Coordinate annotation entries
* BEGIN *

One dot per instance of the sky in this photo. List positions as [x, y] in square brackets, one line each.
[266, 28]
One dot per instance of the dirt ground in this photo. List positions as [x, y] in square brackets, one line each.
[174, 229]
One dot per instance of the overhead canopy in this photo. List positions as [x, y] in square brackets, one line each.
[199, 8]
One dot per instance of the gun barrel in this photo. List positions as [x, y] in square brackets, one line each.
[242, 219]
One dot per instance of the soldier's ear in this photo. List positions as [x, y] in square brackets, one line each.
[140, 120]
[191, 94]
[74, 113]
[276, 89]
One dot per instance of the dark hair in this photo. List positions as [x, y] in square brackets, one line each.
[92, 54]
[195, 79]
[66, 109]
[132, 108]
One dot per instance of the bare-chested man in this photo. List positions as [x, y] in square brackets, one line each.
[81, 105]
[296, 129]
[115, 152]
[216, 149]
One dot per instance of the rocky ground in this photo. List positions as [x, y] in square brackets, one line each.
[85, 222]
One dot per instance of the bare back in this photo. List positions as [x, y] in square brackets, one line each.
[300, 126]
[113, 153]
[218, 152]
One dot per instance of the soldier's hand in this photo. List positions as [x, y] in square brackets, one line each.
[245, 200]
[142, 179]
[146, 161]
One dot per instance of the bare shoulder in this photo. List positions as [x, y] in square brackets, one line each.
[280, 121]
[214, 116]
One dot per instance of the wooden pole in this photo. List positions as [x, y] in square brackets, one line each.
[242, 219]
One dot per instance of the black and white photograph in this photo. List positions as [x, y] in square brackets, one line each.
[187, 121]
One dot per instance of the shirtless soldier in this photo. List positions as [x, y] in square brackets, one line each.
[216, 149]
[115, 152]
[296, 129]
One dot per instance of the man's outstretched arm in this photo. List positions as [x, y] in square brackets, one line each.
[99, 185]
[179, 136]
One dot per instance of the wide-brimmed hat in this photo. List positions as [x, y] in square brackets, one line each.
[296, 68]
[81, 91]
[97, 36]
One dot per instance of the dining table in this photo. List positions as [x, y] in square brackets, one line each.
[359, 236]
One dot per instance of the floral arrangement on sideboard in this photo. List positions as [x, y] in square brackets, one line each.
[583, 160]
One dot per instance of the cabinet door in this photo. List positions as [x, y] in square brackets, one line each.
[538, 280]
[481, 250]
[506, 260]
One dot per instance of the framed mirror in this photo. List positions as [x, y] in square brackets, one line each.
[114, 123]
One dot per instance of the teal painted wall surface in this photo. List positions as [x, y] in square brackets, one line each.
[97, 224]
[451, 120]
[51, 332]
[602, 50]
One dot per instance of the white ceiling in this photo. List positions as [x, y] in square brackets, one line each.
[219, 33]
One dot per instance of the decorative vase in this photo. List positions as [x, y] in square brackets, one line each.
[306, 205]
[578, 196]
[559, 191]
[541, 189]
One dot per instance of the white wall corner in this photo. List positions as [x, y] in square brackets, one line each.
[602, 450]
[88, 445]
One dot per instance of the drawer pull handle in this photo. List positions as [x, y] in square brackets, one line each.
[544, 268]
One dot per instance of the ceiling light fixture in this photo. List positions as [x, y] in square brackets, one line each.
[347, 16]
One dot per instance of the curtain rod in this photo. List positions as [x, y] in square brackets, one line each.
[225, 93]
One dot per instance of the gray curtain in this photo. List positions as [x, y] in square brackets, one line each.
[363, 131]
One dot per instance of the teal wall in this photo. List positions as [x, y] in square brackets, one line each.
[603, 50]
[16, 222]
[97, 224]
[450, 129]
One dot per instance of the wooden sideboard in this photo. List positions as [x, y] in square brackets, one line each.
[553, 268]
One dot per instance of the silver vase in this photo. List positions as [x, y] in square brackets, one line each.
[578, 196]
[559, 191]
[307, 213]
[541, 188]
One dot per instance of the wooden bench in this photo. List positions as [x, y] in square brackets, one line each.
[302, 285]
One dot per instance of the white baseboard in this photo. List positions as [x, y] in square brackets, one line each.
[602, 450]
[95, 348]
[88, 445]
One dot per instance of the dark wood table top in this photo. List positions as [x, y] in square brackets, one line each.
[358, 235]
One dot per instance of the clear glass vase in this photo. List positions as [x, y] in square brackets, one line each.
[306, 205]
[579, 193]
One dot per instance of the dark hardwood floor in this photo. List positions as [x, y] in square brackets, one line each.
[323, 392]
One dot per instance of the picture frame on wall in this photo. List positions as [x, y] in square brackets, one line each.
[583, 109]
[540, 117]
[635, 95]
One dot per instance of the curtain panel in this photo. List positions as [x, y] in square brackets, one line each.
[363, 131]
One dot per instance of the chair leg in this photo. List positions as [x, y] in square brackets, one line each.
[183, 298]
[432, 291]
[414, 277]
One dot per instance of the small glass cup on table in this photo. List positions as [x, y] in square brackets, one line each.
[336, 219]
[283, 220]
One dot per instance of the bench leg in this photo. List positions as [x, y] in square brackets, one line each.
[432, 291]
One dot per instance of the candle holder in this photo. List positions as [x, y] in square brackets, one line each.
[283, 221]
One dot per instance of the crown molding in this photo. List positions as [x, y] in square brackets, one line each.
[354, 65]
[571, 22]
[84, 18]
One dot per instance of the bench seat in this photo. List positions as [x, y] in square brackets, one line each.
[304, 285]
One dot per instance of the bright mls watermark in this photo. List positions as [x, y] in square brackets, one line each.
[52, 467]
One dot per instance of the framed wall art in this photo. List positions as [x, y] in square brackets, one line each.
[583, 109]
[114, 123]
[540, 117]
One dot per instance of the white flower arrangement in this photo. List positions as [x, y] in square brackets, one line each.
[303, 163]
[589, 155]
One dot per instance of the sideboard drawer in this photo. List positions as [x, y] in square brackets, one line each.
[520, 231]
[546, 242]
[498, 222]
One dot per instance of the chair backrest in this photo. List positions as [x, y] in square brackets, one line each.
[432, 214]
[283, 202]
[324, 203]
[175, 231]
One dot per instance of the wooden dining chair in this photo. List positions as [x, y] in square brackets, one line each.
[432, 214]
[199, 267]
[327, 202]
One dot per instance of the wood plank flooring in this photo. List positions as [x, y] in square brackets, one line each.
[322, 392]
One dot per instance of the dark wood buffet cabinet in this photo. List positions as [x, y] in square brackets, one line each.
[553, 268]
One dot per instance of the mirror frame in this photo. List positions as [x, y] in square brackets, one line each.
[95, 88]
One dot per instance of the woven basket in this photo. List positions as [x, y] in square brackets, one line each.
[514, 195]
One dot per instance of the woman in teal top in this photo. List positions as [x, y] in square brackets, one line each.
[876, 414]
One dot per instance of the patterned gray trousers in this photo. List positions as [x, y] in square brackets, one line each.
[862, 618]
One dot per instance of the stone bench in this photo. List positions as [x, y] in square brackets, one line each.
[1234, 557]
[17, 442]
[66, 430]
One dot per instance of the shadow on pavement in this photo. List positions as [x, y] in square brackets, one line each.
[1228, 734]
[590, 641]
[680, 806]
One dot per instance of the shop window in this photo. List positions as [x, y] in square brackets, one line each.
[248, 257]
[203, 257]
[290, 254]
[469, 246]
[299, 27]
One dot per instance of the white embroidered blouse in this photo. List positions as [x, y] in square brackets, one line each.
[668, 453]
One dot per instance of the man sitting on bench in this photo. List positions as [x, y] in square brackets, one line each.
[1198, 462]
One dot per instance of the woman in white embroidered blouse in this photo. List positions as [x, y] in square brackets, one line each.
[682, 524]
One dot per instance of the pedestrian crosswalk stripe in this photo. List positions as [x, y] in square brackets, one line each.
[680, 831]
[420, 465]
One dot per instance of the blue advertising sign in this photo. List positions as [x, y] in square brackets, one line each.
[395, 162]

* END *

**REQUIREMENTS:** Your task is to extract all of the records exactly.

**SOLUTION FOR THIS TASK:**
One dot per instance of the sky in this photo. List positions as [x, y] in square brackets, one line each.
[266, 28]
One dot per instance of the dirt ground in this photo. List positions as [x, y] in square brackets, one line each.
[174, 229]
One dot per instance of the overhead canopy in this photo. List positions as [x, y] in square brackets, one line each.
[199, 8]
One dot per instance of the gun barrel in this photo. List positions as [x, y] in square brackets, one line each.
[242, 219]
One dot per instance of the soldier's ear in this photo. List positions as [x, y] in square brackets, one line each.
[140, 120]
[191, 94]
[74, 113]
[276, 89]
One dot per instance of the dark hair in this photo. List positions as [x, y] in square brackets, one line each.
[92, 54]
[195, 79]
[66, 109]
[132, 108]
One dot per instance of the bare-chested man in this photo. List positions as [x, y] in square brackets, one line each.
[81, 105]
[296, 129]
[115, 152]
[216, 149]
One dot per instance of the rocky ground in this photo. List positions as [x, y] in square brackets, one line each.
[85, 222]
One dot per instance of the bare back in this photo. List positions as [x, y] in square brackets, one line each.
[300, 126]
[113, 153]
[218, 152]
One dot per instance of the soldier's hand in this photo. List positions as [x, y] in square brackets, one line each.
[245, 200]
[142, 179]
[146, 161]
One dot per instance of the bare shoulder in this photo. List positions as [x, y] in square brackets, one line each.
[280, 121]
[214, 116]
One dot per instance of the wooden pole in this photo. List positions as [x, y] in square brackets, one line each.
[242, 219]
One dot per instance of the black and white photograph in this photo. List positions as [x, y] in square brackets, one line each.
[187, 121]
One dot per instance of the shirtless soldier in this photo. List positions as [x, y] in square brackets, one line each.
[216, 149]
[115, 152]
[296, 129]
One dot per instance of the man's outstretched arm in this photo. List positions as [x, y] in square brackets, one line each.
[99, 185]
[179, 136]
One dot per instance of the wide-brimmed hat in this photo. List positions as [x, y] in square brackets, one line each.
[296, 68]
[81, 91]
[97, 36]
One dot per instance of the dining table in this photo. List positions as [x, y] in square brackets, one line each.
[359, 236]
One dot per instance of the floral arrangement on sideboard in this photo. List positions as [x, y] in square brackets, one line each.
[583, 160]
One dot per instance of the cabinet door in this photo. List positions as [x, y] in square brackets, one line each.
[538, 280]
[481, 250]
[506, 260]
One dot per instance of the framed mirror in this photo. List positions as [x, y] in square brackets, one line each.
[114, 123]
One dot per instance of the teal painted wall surface in this photo. List positions as [x, y] in square brackets, one line each.
[97, 224]
[451, 120]
[51, 332]
[602, 50]
One dot per instance of the white ceiling in this photo. List positions as [x, y] in square brackets, one line each.
[219, 33]
One dot per instance of the decorative vase in this photo. List positions as [x, y] in square brackets, one line each.
[306, 205]
[578, 196]
[559, 191]
[541, 189]
One dot per instance of the white wall corner in this photo. List positions as [x, y] in square brackets, one line each.
[602, 450]
[88, 445]
One dot per instance of the drawer pull handle in this photo. List positions as [x, y] in square brackets, one line each.
[544, 268]
One dot per instance of the ceiling light fixture in this photo. List positions as [x, y] in square brackets, one line each.
[347, 16]
One dot per instance of the curtain rod in this photo. List positions as [x, y] in square brackets, one line each.
[225, 93]
One dot per instance of the gray curtain in this photo. List positions as [x, y] in square brackets, one line each.
[363, 131]
One dot per instance of the teal wall in this photo. List positions as [x, y] in square brackets, one line each.
[603, 50]
[16, 222]
[97, 224]
[450, 129]
One dot per instance of the wooden sideboard in this photo. List positions as [x, y] in square brackets, one line each.
[553, 268]
One dot per instance of the silver vase in this photo. List positions as [x, y] in square brackets, one line each.
[578, 196]
[559, 191]
[307, 213]
[541, 188]
One dot per instance of the wooden bench in this photo. List positions as [x, y] in square brackets, one line each.
[302, 285]
One dot per instance of the white baseboard in this photo. List positions as [x, y] in square brackets, one line each.
[602, 450]
[95, 348]
[88, 445]
One dot per instance of the dark wood table top in this photo. List positions as [x, y] in square brackets, one line each.
[358, 235]
One dot per instance of the clear glass vase in this photo. List positions as [x, y] in square brackets, one line each.
[306, 205]
[579, 193]
One dot per instance of the dark hardwood floor in this photo. List positions as [x, y] in square brackets, one line each.
[323, 392]
One dot per instance of the picture frame on wall in this photo. List positions as [x, y] in square brackets, one line each.
[583, 109]
[540, 117]
[635, 95]
One dot per instance of the curtain panel in this photo. List positions as [x, y] in square brackets, one line each.
[363, 131]
One dot per instance of the chair leg in this photo. List positions as [x, y] in square brackets, one line each.
[183, 298]
[432, 291]
[414, 277]
One dot per instance of the small glass cup on table in this photo. List positions as [x, y] in square brackets, one line each.
[336, 219]
[283, 220]
One dot per instance of the bench leg in this photo. List positions as [x, y] in square brackets, one line each.
[432, 291]
One dot per instance of the candle holder in this photo. List positions as [x, y] in square brackets, one line each.
[283, 221]
One dot per instance of the crown molding in this photo. List positions as [x, y] in square brackets, one line each.
[354, 65]
[571, 22]
[84, 18]
One dot per instance of the bench seat in this photo. List positions as [x, y] in square brackets, one line each.
[304, 285]
One dot per instance of the bright mls watermark in this photo. List positions as [x, y] in square brackets, one line each.
[52, 467]
One dot per instance of the framed wall art in this photo. List positions as [x, y] in square brackets, one line each.
[583, 109]
[114, 123]
[540, 117]
One dot per instance of the white flower arrangement in this photo. List positions as [x, y] in square brackets, one line each.
[303, 163]
[589, 155]
One dot per instance of the sideboard drawer in this photo. List positions as [x, y] in square brackets, one line each.
[520, 231]
[546, 242]
[498, 222]
One dot per instance of the chair backrest in this photo. List positions as [x, y] in square brackets, one line each.
[432, 214]
[283, 202]
[324, 203]
[175, 231]
One dot per instance of the wooden dining chair in this photo. List positions as [x, y] in square brackets, one line each.
[432, 214]
[199, 267]
[327, 202]
One dot per instance of the wood plank flooring in this photo. List positions as [x, y] in square brackets, one line each.
[322, 392]
One dot per instance of the dark wood buffet cabinet in this photo. List positions as [x, y] in square brackets, one line each.
[553, 268]
One dot per instance of the mirror frame in this photo. List positions as [x, y] in square brackets, one line each.
[95, 88]
One dot per instance of the woven basket in this photo. List positions as [x, y] in square brackets, one line each.
[514, 195]
One dot per instance of the woman in teal top in this photo. List positions as [x, y] in square brackets, one line each.
[876, 414]
One dot per instance of the patterned gray trousers in this photo. List positions as [x, y] in square brackets, one line each.
[862, 618]
One dot per instance of the stone bench in this photo. List positions as [x, y] in square brackets, one line each.
[1234, 557]
[17, 442]
[66, 430]
One dot per instance of the shadow on pavement in this photo. List positions as [x, y] in square brackets, one line each.
[1228, 734]
[590, 641]
[680, 806]
One dot per instance of the shop window in this photo. List positions as [x, y] in square brackets, one line each.
[248, 257]
[203, 257]
[290, 254]
[469, 246]
[299, 27]
One dot per instance of the white embroidered blouse in this photo. List positions as [x, y] in square brackets, one line each.
[668, 453]
One dot per instance of the man sitting on bench in this photo. List positions as [x, y] in square brackets, one line each.
[1198, 462]
One dot per instance of the woman in white embroidered blouse in this photo. List positions as [x, y] in square brackets, one line each.
[682, 524]
One dot per instance of the pedestrian crosswalk stripe in this photo. List positions as [x, y] in square brackets, one line each.
[680, 831]
[420, 465]
One dot per instance of the blue advertising sign in this photo. List positions as [x, y] in square brackets, one line each.
[395, 162]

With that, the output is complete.